**Direction:**
Reproduce all records verbatim.

**Material for this exercise:**
+ + + + +
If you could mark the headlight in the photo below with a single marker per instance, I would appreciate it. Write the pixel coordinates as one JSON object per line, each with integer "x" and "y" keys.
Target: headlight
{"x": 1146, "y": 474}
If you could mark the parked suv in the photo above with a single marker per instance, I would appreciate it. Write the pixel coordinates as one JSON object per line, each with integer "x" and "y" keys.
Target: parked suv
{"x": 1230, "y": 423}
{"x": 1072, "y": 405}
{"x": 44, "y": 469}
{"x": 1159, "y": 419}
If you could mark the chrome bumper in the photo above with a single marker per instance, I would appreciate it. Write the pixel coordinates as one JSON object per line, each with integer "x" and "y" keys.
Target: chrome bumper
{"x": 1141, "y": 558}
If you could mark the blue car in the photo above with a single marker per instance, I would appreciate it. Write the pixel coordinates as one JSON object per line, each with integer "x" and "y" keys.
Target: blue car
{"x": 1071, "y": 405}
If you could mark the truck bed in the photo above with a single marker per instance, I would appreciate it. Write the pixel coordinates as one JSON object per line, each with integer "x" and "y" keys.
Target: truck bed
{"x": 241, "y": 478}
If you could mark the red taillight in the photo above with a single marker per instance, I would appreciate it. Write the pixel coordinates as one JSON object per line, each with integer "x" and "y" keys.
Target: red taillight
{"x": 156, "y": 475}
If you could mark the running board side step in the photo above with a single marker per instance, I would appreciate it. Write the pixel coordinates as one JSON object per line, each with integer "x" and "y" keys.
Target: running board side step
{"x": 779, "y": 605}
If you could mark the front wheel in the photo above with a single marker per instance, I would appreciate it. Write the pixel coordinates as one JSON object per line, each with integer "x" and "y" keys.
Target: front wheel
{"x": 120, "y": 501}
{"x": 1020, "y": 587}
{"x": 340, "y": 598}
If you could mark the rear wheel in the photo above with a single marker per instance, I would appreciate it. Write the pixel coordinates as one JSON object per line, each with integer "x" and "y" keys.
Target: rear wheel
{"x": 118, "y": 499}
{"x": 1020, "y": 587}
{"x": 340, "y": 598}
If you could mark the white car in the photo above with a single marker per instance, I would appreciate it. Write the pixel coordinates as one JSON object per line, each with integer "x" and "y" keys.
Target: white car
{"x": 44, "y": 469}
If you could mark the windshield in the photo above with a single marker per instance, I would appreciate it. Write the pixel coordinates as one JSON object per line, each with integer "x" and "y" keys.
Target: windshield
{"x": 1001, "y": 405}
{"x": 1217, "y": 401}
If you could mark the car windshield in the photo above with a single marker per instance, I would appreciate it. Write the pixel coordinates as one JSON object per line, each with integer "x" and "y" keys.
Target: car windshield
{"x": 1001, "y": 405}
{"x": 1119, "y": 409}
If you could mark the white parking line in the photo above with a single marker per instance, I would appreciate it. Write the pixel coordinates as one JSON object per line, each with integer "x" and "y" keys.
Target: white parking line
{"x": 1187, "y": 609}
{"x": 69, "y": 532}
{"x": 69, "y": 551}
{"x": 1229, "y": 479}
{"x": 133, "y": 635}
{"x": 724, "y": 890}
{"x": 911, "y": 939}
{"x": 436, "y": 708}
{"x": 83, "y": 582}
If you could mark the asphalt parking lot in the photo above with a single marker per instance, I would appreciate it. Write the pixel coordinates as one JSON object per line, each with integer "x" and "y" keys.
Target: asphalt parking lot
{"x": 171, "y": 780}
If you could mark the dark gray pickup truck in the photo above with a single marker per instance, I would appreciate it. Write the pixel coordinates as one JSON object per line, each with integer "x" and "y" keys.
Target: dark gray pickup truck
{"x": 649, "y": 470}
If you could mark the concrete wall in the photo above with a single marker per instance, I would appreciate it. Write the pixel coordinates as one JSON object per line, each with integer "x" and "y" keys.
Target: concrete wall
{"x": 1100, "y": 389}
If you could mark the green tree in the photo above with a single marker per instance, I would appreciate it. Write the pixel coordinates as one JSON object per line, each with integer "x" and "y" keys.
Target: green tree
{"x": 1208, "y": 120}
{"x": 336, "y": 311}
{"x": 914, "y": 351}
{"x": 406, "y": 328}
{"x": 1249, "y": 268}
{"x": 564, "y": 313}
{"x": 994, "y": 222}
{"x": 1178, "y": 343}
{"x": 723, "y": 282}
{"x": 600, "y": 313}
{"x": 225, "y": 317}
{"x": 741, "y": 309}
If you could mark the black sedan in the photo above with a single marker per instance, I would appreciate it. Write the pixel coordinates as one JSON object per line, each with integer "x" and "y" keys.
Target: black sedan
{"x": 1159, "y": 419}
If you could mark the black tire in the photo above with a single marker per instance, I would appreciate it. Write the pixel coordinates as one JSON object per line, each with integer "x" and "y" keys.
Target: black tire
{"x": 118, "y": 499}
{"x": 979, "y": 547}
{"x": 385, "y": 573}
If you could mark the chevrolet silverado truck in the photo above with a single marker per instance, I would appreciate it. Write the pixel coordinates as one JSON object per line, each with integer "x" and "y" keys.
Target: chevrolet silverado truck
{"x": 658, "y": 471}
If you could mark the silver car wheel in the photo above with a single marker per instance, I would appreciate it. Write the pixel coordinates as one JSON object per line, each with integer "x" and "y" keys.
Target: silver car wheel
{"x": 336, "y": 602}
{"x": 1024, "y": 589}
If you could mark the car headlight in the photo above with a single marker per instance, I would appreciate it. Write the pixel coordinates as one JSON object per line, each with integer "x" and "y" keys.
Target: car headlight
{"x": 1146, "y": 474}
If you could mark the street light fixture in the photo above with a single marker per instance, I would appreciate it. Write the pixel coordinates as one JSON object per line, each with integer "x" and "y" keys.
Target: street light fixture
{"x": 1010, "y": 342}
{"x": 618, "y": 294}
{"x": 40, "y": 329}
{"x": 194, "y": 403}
+ + + + +
**Task answer:**
If you could mark the headlight in the photo below with a single marker per instance, I would appreciate it. Write the pixel coordinates as one JSON object per line, each with integer "x" and "y" keys.
Target: headlight
{"x": 1146, "y": 474}
If you could mark the parked suv in the photo above with a single marker per instance, I would appreciate it. Write the pixel coordinates as one JSON object per line, each with integer "x" and "y" keys.
Target: parked suv
{"x": 1230, "y": 423}
{"x": 1072, "y": 405}
{"x": 44, "y": 469}
{"x": 1159, "y": 419}
If you could mark the chrome bumper in the photo above with a single marker per instance, I would appreciate it. Write the pixel coordinates as one JSON object per line, each with integer "x" and "y" keys.
Target: chrome bumper
{"x": 1141, "y": 558}
If you could mark the blue car in the photo above with a single marker per instance, I would appreciate it. Write the pixel coordinates as one JSON object per line, each with integer "x" and "y" keys.
Target: blue car
{"x": 1071, "y": 405}
If you could mark the truck bed in the photo above with a single marker per instance, I would appreciate it. Write the pixel coordinates as one JSON object per line, each with integer "x" and "y" keys.
Target: truck bed
{"x": 241, "y": 478}
If you could mark the red taillight in the photo above with a single marker per instance, I would appreciate it. Write the pixel coordinates as one JSON object per line, each with integer "x" and "y" keys.
Target: red taillight
{"x": 156, "y": 475}
If you could mark the running board side step in the photo above with a single marker per instance, I would appreciate it. Write the pixel coordinates as one JSON object per line, each with integer "x" and "y" keys.
Target: running board side step
{"x": 779, "y": 605}
If you could mark the front wheel in the photo above with a single marker per instance, I would appreciate it. Write the pixel coordinates as one JSON object per line, each with integer "x" and "y" keys.
Target: front wheel
{"x": 120, "y": 501}
{"x": 1020, "y": 587}
{"x": 340, "y": 598}
If you could mark the rear wheel in the photo above with a single marker per instance, I would appreciate it. Write the pixel coordinates as one JSON object per line, each with integer "x" and "y" keys.
Target: rear wheel
{"x": 118, "y": 499}
{"x": 1020, "y": 587}
{"x": 340, "y": 598}
If you could mark the white car in the photo above with a single marker per instance, I would appreciate it. Write the pixel coordinates as one JSON object per line, each with integer "x" and "y" keys.
Target: white car
{"x": 44, "y": 469}
If you could mark the windshield in the photo above with a single marker per instance, I would appreciate it. Write the pixel coordinates as one JSON object per line, each with integer "x" and "y" keys.
Target: windshield
{"x": 1001, "y": 405}
{"x": 1217, "y": 401}
If you could mark the car windshield in the photo above with a single marker per instance, I would appreciate it. Write the pixel coordinates as one JSON object per line, each with integer "x" and "y" keys.
Target: car windshield
{"x": 1001, "y": 405}
{"x": 1119, "y": 409}
If you could mark the white parking line in the photo above with a single marker per instance, I would appreciate it. Write the pixel coordinates as one JSON object per line, each with integer "x" and "y" keys.
Target: white parking line
{"x": 1187, "y": 609}
{"x": 69, "y": 532}
{"x": 69, "y": 551}
{"x": 1229, "y": 479}
{"x": 133, "y": 635}
{"x": 724, "y": 890}
{"x": 911, "y": 939}
{"x": 436, "y": 708}
{"x": 83, "y": 582}
If you could mark the asphalt parking lot in the photo above with a single marker per instance, I would appreciate it. Write the pixel coordinates as one JSON object per line, each with integer "x" and "y" keys.
Target: asphalt parking lot
{"x": 171, "y": 780}
If you could mark the dark gray pickup truck in the photo above with a single marker per instance, I would appreciate it. Write the pixel coordinates as one JSON object per line, each with integer "x" and "y" keys.
Target: dark gray pickup truck
{"x": 649, "y": 470}
If you could mark the concrete wall in the photo above with a single marker per instance, I would appreciate it. Write the pixel coordinates as one JSON object per line, each with integer "x" and "y" keys.
Target: concrete wall
{"x": 1100, "y": 389}
If you could mark the green tree in the photo above with a single marker per instance, I would appreciate it. Write the pixel coordinates as one JSON object per line, each with integer "x" and "y" keys.
Target: green tree
{"x": 1208, "y": 120}
{"x": 336, "y": 311}
{"x": 914, "y": 351}
{"x": 406, "y": 328}
{"x": 1249, "y": 268}
{"x": 564, "y": 313}
{"x": 994, "y": 222}
{"x": 1178, "y": 343}
{"x": 723, "y": 282}
{"x": 600, "y": 313}
{"x": 225, "y": 317}
{"x": 741, "y": 309}
If you could mark the black sedan in the photo above with a single marker per instance, I would appreciate it. Write the pixel coordinates as one JSON object per line, each with integer "x" and "y" keys.
Target: black sedan
{"x": 1159, "y": 419}
If you could mark the black tire in the photo above with a single marker per instance, I would appreciate it. Write the pixel coordinates as one JSON object per line, each with integer "x" and "y" keys.
Target: black tire
{"x": 118, "y": 499}
{"x": 979, "y": 547}
{"x": 385, "y": 573}
If you could mark the chevrolet silverado truck in the photo above with a single marker per instance, I would appreciate it. Write the pixel coordinates as one JSON object per line, each with integer "x" and "y" keys.
Target: chevrolet silverado truck
{"x": 658, "y": 471}
If you could mark the silver car wheel in the photo above with a single marker per instance, I would appreciate it. Write the pixel coordinates as one JSON object per line, each with integer "x" and "y" keys.
Target: silver car wheel
{"x": 336, "y": 602}
{"x": 1024, "y": 589}
If you could mark the car headlight in the photo above with a single marker per instance, I would appreciate it. Write the pixel coordinates as one JSON object per line, each with integer "x" and "y" keys.
Target: car headlight
{"x": 1146, "y": 474}
If you could mark the street light fixture in the photo above with a single marker per instance, I would appreciate it. Write the pixel coordinates as one JSON object per line, each with integer "x" and "y" keys.
Target: street light fixture
{"x": 1010, "y": 342}
{"x": 618, "y": 294}
{"x": 40, "y": 329}
{"x": 194, "y": 403}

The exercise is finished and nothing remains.